WORK ITEM: Write out, exactly and in full, the line where "Request = locate the white sky" appears together with all lines that follow it in the entries below. Do not include pictures.

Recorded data
=== Section Start ===
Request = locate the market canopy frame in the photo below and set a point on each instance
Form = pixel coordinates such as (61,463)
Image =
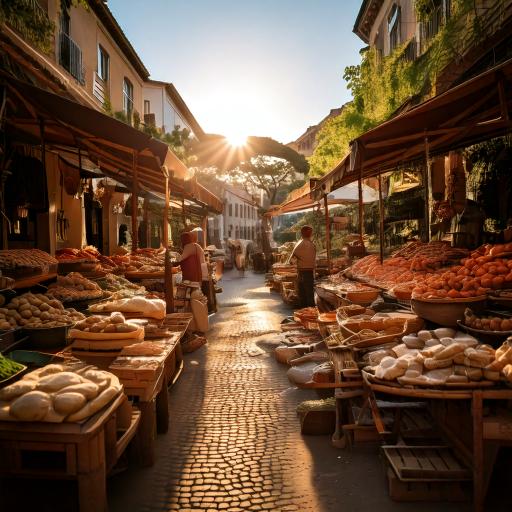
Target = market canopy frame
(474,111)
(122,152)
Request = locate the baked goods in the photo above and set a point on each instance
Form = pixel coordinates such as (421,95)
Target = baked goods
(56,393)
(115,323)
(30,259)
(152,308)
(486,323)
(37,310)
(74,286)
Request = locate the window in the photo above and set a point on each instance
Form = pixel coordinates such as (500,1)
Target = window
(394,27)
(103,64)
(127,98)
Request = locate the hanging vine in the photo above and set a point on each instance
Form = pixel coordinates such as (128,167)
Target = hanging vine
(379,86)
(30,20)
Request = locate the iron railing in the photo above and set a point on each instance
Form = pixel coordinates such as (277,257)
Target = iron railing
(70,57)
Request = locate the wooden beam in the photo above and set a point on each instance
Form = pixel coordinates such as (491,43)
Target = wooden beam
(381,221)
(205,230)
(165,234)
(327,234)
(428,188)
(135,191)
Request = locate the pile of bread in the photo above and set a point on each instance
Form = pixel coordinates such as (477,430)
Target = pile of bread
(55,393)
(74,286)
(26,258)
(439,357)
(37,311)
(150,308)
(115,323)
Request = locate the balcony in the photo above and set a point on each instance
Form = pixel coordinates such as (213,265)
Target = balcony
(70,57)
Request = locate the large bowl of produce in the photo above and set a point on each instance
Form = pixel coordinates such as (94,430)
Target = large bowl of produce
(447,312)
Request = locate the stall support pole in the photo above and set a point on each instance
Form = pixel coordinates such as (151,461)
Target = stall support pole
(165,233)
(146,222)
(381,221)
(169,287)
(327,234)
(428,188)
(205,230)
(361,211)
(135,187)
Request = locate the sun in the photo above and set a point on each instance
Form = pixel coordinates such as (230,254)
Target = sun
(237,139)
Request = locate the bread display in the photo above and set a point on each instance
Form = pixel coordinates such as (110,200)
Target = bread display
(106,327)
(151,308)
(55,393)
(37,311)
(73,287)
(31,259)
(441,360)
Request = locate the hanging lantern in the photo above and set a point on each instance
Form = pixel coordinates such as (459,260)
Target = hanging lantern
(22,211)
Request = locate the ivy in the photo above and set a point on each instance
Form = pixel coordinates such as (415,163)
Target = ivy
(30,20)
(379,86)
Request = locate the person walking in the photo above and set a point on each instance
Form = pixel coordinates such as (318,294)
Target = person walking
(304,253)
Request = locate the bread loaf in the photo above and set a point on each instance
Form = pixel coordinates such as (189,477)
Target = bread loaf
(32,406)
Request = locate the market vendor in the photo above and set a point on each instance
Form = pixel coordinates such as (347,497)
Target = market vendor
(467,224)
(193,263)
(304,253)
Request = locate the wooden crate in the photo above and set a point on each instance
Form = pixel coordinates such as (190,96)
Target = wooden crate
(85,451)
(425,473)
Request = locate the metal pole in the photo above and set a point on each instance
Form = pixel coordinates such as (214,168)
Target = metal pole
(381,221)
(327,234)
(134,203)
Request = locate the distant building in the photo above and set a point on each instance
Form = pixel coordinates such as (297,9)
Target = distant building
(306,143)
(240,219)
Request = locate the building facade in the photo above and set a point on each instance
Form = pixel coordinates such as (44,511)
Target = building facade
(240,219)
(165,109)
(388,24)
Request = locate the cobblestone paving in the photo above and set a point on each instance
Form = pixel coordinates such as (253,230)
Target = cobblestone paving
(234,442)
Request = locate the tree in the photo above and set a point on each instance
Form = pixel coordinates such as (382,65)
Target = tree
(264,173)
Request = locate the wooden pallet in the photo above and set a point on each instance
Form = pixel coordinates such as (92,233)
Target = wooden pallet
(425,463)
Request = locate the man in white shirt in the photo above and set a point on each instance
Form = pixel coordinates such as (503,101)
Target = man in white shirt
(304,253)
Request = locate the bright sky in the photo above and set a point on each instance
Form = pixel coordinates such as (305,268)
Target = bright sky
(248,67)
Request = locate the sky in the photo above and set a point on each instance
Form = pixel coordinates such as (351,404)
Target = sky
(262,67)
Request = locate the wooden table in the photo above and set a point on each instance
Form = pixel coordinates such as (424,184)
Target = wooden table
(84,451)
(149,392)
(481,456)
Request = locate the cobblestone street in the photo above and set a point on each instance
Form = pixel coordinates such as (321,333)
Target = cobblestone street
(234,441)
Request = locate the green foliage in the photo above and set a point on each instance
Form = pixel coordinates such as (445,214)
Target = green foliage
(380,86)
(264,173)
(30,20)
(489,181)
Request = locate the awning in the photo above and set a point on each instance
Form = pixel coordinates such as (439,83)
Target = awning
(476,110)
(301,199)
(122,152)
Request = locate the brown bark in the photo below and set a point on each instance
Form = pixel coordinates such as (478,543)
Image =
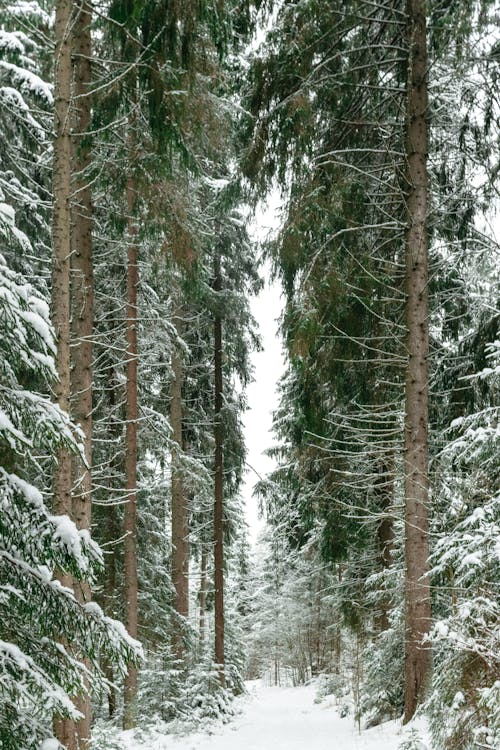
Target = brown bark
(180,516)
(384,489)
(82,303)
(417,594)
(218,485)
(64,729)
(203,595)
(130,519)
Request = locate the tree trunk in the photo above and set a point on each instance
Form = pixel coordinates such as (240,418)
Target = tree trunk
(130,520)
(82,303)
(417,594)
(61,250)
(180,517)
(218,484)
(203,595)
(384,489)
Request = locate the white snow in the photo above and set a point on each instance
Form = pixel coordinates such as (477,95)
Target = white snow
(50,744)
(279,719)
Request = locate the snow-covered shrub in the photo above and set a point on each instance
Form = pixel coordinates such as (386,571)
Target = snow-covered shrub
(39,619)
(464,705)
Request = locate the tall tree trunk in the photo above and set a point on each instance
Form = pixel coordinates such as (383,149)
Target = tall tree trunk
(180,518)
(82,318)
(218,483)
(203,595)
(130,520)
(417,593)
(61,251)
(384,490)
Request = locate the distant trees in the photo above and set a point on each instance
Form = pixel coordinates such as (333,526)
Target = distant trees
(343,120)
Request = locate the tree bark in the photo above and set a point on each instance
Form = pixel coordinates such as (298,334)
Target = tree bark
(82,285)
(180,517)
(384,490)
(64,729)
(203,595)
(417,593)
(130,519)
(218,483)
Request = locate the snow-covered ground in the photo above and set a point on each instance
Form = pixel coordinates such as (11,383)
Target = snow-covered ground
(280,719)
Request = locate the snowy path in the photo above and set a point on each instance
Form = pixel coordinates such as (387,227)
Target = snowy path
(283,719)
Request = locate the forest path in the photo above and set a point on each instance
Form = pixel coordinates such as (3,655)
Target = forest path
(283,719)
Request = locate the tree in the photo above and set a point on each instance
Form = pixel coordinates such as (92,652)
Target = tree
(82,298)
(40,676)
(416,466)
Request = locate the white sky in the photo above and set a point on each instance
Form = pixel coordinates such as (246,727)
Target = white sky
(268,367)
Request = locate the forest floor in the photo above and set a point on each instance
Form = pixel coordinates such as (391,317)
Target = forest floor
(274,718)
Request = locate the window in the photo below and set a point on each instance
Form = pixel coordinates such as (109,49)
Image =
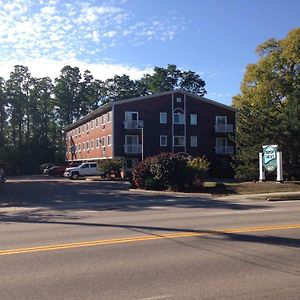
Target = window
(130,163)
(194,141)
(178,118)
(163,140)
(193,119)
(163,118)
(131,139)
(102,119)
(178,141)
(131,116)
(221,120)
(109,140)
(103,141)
=== Section End ===
TASK RESPONSE:
Request = locate the white sky in the photo above and set a point on each instance
Form = pixel coordinates such as (246,727)
Target = white sky
(268,367)
Request = locate the forest floor in the photo above and set a point on each instance
Form = pixel coordinates such as (391,317)
Target = forest floor
(274,718)
Request = locate the window in the photo below and set a point on each instance
Form = pixel coordinates such as (109,49)
Image =
Target = window
(130,163)
(194,141)
(178,118)
(163,140)
(193,119)
(163,118)
(131,139)
(102,119)
(178,141)
(131,116)
(221,120)
(109,140)
(103,141)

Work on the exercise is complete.